Instructions for the task
Produce a character-for-character copy of the data below.

---

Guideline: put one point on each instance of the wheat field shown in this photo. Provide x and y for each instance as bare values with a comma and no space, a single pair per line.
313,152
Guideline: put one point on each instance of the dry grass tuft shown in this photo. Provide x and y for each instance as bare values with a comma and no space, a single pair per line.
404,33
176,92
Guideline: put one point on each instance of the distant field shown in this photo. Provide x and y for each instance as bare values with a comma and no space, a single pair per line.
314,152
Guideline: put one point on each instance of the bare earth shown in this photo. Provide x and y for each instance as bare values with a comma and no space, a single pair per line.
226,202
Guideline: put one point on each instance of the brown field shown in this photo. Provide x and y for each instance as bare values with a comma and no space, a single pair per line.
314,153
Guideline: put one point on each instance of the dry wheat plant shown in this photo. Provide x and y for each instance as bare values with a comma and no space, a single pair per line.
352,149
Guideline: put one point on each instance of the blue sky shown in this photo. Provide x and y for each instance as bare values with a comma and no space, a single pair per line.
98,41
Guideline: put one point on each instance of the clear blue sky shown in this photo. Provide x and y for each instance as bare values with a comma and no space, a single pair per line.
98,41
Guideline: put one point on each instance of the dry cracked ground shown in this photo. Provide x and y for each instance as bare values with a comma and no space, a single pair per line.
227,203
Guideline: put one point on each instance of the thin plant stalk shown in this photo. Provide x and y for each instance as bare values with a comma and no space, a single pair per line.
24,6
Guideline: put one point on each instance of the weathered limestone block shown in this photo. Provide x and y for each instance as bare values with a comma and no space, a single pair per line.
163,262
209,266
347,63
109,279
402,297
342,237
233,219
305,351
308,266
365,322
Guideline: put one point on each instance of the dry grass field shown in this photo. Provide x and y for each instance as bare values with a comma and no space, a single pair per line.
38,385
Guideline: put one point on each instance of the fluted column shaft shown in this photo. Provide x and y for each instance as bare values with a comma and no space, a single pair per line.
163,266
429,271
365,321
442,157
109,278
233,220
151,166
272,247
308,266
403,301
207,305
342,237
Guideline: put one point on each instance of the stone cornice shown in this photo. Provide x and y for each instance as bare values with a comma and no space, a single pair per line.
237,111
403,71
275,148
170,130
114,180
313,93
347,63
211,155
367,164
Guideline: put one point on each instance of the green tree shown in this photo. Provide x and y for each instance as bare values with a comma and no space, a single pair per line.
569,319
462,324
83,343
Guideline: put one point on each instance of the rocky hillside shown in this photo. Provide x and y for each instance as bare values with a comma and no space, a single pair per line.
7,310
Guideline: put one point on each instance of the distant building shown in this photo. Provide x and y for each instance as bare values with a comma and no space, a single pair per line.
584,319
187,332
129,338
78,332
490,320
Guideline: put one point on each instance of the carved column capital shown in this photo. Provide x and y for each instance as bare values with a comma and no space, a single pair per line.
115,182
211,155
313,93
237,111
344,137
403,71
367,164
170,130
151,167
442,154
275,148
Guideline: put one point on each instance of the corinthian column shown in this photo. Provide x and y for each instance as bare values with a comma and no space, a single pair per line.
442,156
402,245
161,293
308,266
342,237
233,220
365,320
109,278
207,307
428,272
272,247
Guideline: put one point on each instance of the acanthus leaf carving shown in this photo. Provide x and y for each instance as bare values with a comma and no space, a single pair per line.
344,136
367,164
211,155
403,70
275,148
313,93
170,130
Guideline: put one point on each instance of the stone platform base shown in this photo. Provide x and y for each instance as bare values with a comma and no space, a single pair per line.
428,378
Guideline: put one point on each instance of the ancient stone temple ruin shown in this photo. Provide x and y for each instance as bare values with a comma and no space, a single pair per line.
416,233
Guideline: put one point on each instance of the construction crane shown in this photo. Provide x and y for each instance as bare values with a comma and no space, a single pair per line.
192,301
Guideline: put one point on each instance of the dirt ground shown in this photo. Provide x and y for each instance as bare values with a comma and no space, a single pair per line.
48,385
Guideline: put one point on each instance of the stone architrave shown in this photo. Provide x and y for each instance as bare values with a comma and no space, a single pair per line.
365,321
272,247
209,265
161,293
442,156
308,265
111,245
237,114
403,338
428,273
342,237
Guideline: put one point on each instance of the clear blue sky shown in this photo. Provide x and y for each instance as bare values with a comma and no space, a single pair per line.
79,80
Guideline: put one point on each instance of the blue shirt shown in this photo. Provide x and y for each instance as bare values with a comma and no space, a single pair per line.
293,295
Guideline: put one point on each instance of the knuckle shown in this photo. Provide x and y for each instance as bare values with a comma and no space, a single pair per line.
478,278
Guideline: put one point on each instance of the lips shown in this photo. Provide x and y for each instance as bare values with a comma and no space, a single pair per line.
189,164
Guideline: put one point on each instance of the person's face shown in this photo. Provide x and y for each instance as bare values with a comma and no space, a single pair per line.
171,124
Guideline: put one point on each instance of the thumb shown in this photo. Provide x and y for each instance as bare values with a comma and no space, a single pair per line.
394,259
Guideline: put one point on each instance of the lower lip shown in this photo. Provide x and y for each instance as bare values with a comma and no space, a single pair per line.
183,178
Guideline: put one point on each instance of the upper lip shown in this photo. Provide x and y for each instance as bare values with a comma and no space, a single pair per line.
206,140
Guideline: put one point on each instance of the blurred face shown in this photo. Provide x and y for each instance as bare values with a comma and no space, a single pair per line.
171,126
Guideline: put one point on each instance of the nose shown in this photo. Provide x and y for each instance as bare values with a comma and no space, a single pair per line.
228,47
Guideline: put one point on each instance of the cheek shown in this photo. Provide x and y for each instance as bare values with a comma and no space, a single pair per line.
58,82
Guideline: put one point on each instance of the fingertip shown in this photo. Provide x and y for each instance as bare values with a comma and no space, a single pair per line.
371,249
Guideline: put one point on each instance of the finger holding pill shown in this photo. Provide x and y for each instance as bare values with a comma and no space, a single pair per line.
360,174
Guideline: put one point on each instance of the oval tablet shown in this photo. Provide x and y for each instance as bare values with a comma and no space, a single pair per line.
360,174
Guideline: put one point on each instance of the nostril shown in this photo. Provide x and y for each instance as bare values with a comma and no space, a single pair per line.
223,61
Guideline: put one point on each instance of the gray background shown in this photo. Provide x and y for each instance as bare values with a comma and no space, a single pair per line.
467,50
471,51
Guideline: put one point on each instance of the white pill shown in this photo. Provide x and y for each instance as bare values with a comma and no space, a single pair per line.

---

Answer box
Guideline: put one point on each instance of the wheat field shown in this photo. Provide x and y for each instance as bare values with a comma and no space, a single pair per line.
313,152
Guideline: put one point on each instance of the dry grass tuft shown in this photo. Provide x and y for each instance as bare values with a comma and no space, a single pair per line.
404,33
176,92
Guideline: put one point on each instance of the distant field shown in this photo. Provide x and y for each instance as bare values with a comma and no space, a single pair per line.
314,152
Guideline: put one point on each instance of the bare earth shown in this photo. Provide x and y for each instance as bare values with a comma and no space, a single pair per line.
226,202
Guideline: put one point on each instance of the brown field shown in this photo. Provide x and y for each instance as bare values with a comma and no space, a single pair per line.
314,153
Guideline: put one point on each instance of the dry wheat plant shown in this photo. Provide x and y for each instance as bare values with a comma and no space, a single pair per line.
352,149
Guideline: put one point on each instance of the blue sky shown in this photo. Provide x and y for each instance as bare values with a comma and no space, a single pair per line.
98,41
Guideline: put one point on each instance of the clear blue sky shown in this photo. Provide x and y for each instance as bare values with a comma and no space, a single pair per line.
98,41
Guideline: put one point on each instance of the dry cracked ground shown in this photo. Provide x and y for each instance as bare values with a comma and no space, a single pair per line.
227,203
Guideline: put one point on each instance of the thin plant stalk shown in this photo. Provide x and y for each instance as bare values with a comma and no space, a single pair per line.
24,6
Guideline: put one point on each instance of the weathered limestone block shown in this photo. Provide x and y for each instance as bare values with a comma and no space, a single pair per line.
163,262
209,266
347,63
109,279
402,297
342,237
233,219
305,351
308,266
365,322
Guideline: put one point on each instance of the dry grass field shown in this photo. Provide x and y for each instance as bare values with a comma and no space, a single pair per line.
38,385
Guideline: put one point on each instance of the fluted column shaft shown in this photo. Provide x and y for each instance as bare values with a comma and no space, a single pair per line.
163,266
429,271
365,321
442,157
109,278
233,220
151,166
272,247
308,266
403,301
207,305
342,237
Guideline: put one point on each instance of the stone cornice shown in this photo. Provide x and y for each instance as bare values with a comma and no space, a single pair per line.
237,111
403,71
275,148
170,130
114,180
313,93
347,63
211,155
367,164
Guideline: put one point on each instance of the green tree shown in this photo. Provide x and y for each instance as bare values with a comma and no space, a single pair per line.
569,319
462,324
83,343
Guideline: put one point on each instance of the rocky hillside shown in this photo. Provide x and y for each instance as bare values with a comma and no space, a single pair per line.
7,310
Guideline: put one point on each instance of the distant building shown in this photo. Provide x and y for each instance as bare values with a comma and no space, a single pair per line.
584,319
187,332
129,338
78,332
490,320
Guideline: put one point on each instance of the carved column capital shown in this photo. Provide x and y for each instance as bare values with a comma and no space, a single pair per line.
115,182
211,155
313,93
237,111
344,137
403,71
367,164
170,130
151,167
442,154
275,148
Guideline: put one point on each instance of the corinthian column shown in this photo. Provide x and y for each instance as bare values with a comma and no space, a single pair per line.
442,156
402,245
161,293
308,266
342,237
233,220
365,320
109,278
207,307
428,272
272,247
Guideline: put one point on each instance of the acanthus leaf carving shown in this photo. Provide x and y for each instance as bare values with a comma and no space, a single pair per line.
344,136
367,164
211,155
403,70
275,148
313,93
170,130
Guideline: put one point on each instance of the stone platform base shown in this photo. Provide x and y for each instance as bare values with a comma and no space, a single pair per line.
428,378
Guideline: put one point on each instance of the ancient stone temple ruin shown in this photo. Provide x and y for each instance as bare values with a comma and no space, a single pair per line.
416,233
Guideline: put one point on each instance of the construction crane shown in this photo. Provide x and y for each instance as bare values with a comma and no space, a single pair per line.
192,301
Guideline: put one point on each instance of the dirt ground shown in this photo. Provide x and y for each instance as bare values with a comma and no space, a single pair per line.
48,385
Guideline: put one point on each instance of the stone architrave shown in this photo. Provide x and y for each instance as bare values with a comma and no space, a single pair per line.
365,321
272,247
209,265
161,293
442,156
308,265
111,245
237,114
403,338
428,273
342,237
Guideline: put one point on each instance of the clear blue sky shown in this photo. Provide x and y for each instance as bare values with a comma and no space, a single pair per line.
79,80
Guideline: put one point on each instance of the blue shirt shown in this photo. Provide x and y for each instance as bare values with a comma and no space, a single pair per line.
293,295
Guideline: put one point on each instance of the knuckle shown in this photo. Provide x and y for each instance as bare values with a comma and no space, a single pair per line.
478,278
Guideline: put one point on each instance of the lips shown in this photo. Provide x and y for each instance as bare values with a comma and no space, a single pair per line.
189,164
Guideline: put one point on each instance of the person's face shown in this photo. Provide x and y for each instance as bare values with a comma and no space, a single pair per line.
171,124
Guideline: put one point on each instance of the thumb shown in this photo. Provide x and y for each instance as bare values with a comma and no space, a single pair per line.
394,259
Guideline: put one point on each instance of the lower lip shown in this photo. Provide x and y for each instance as bare values with a comma and no space, a single pair per line.
183,178
Guideline: put one point on each instance of the upper lip shown in this photo. Provide x and y for each instance as bare values with a comma and no space, a single pair per line.
206,140
Guideline: put one point on each instance of the blurred face shown in this photo. Provide x and y for each instance as bare values with a comma and no space, a single pair per line.
171,126
Guideline: put one point on each instance of the nose shown in this photo. Provide x and y for each instance as bare values with a comma and no space, a single pair per line.
228,47
Guideline: put one point on each instance of the cheek shown in this photo. Provide x and y for each instance as bare values with a comma and no space, a single pair per line.
58,82
Guideline: put one point on each instance of the fingertip shown in this photo. Provide x and y for each instance as bare values with a comma and no space, a single pair per line.
371,249
Guideline: put one point on each instance of the finger holding pill shown in this photo. Provide x and y for each instance as bare values with a comma and no space, a single pair per line.
360,174
Guideline: put one point on each instance of the oval tablet shown in this photo. Provide x and y for each instance as bare values with a comma and no space, a single pair per line.
360,174
Guideline: put one point on each instance of the nostril shown in this photo. Provide x and y for each instance as bare values with a comma and no space, a single pair per line.
223,61
Guideline: put one point on each instance of the gray background shown in this photo. Provide x and y for each instance as bare values with a comma and no space, a single pair per line.
467,50
471,51
Guideline: put one point on each instance of the white pill shown in this photo. Provide x and y for each instance as bare values with a comma and no space, a single pair per line.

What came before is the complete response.